» What the exercise asks
Below are records; report the number of lines among them that include the word "black", and nothing further.

[Dataset entries]
------------------------------------------------------------

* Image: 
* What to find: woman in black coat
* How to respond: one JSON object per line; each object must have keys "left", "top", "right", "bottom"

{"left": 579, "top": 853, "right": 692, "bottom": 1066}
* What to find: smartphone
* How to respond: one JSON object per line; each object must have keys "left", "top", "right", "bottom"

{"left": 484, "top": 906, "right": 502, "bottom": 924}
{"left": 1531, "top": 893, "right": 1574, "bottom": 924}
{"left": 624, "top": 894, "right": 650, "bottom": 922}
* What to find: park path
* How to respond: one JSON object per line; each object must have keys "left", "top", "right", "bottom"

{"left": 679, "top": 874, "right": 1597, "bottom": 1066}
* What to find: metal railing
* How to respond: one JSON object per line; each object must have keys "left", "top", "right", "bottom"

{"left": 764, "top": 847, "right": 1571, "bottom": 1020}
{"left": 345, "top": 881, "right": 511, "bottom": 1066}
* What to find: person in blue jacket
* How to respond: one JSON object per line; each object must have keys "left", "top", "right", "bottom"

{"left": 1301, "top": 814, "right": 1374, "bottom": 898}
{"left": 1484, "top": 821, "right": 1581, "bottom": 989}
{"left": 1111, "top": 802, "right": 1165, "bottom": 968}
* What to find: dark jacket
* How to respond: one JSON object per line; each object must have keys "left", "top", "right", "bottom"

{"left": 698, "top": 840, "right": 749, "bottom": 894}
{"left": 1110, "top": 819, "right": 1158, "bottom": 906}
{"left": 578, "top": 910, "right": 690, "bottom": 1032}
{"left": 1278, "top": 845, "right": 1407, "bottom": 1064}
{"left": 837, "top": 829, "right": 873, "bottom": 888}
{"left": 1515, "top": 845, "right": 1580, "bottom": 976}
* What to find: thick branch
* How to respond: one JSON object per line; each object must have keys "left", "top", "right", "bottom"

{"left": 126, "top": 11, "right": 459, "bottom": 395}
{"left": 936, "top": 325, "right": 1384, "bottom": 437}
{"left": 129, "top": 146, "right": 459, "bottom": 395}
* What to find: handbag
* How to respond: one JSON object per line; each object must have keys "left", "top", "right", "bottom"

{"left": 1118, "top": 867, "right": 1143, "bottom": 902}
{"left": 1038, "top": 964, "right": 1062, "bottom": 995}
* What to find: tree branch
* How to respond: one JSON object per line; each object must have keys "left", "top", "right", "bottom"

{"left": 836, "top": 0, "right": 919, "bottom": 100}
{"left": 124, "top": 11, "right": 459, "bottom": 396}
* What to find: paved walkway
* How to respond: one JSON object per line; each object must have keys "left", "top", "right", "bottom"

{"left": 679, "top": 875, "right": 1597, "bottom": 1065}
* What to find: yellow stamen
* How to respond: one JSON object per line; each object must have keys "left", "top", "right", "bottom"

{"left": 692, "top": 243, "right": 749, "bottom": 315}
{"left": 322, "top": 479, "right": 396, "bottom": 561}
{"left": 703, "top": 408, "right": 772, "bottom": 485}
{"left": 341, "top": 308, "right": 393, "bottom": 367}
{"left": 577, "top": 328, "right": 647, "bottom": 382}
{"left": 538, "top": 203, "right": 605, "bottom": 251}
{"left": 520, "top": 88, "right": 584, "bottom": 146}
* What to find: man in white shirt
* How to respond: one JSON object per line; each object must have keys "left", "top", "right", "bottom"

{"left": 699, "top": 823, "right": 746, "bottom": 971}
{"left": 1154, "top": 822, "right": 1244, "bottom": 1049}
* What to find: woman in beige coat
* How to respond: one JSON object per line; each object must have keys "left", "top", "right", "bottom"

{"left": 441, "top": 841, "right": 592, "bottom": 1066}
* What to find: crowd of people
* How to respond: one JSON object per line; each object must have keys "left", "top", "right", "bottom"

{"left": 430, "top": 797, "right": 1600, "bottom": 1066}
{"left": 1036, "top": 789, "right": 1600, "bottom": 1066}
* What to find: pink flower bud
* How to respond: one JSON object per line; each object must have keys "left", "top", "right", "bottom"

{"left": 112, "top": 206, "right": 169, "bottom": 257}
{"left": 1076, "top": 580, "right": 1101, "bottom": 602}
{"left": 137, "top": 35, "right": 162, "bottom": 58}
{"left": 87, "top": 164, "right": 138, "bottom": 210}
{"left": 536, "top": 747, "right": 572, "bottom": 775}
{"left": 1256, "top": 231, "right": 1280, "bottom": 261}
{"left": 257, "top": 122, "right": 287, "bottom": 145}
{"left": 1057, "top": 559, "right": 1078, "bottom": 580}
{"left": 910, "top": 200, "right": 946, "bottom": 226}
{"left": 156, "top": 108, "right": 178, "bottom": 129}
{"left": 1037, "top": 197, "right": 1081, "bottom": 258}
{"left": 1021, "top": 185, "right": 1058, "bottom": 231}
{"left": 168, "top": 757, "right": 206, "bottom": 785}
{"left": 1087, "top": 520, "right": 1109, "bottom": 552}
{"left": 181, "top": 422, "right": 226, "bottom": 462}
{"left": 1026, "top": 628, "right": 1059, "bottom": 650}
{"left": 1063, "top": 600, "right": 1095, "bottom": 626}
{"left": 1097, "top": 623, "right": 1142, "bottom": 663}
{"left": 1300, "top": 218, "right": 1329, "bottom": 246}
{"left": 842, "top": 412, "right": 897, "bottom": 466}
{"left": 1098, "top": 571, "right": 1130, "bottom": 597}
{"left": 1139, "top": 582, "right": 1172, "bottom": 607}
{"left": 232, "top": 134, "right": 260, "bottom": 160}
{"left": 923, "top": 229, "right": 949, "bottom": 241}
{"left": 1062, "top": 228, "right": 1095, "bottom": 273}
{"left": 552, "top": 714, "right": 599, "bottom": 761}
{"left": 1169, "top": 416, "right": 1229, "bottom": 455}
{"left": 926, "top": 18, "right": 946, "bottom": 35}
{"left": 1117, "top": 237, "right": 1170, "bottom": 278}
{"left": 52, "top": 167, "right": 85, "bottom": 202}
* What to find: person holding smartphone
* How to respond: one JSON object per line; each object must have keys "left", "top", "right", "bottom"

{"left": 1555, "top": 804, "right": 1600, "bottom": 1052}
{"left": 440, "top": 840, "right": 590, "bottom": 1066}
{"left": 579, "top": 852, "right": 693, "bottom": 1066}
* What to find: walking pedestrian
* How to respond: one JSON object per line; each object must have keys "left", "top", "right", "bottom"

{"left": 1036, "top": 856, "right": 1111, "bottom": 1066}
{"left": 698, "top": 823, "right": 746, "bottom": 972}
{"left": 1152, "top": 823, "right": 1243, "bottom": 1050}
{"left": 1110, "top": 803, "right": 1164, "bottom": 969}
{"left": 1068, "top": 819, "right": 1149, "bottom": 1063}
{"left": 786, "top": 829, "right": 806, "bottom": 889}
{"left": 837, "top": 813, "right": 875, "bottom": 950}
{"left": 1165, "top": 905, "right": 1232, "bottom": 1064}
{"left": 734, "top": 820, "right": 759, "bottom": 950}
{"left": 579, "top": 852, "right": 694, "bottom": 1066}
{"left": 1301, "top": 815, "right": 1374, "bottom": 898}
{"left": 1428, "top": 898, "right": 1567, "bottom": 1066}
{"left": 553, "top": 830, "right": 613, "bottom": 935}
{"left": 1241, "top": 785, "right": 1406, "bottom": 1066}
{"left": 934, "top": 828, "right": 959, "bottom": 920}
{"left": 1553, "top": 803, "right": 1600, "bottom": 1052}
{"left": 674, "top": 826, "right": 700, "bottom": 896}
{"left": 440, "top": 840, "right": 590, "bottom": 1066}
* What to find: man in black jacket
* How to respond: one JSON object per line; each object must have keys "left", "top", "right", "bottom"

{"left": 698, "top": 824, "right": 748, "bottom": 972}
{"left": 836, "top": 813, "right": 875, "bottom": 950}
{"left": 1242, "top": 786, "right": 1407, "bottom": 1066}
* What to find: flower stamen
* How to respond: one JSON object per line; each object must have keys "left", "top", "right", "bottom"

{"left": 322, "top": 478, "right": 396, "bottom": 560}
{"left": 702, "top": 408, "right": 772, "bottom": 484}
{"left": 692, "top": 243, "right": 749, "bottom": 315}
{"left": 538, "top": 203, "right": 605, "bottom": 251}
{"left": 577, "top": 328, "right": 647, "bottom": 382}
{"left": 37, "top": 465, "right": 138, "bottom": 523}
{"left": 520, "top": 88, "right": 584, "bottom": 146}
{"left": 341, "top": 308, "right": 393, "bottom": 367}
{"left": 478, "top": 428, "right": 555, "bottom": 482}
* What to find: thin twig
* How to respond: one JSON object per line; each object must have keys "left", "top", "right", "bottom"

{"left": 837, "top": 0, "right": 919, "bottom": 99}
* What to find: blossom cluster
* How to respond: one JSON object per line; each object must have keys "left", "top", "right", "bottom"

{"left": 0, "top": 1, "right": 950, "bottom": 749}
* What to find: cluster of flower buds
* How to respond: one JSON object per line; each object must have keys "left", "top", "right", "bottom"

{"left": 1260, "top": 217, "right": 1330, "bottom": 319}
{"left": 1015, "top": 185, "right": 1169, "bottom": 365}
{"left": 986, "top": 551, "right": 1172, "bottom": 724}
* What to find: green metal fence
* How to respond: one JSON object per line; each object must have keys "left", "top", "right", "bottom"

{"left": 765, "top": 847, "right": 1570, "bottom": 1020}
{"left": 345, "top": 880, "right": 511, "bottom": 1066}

------------------------------------------------------------

» Output below
2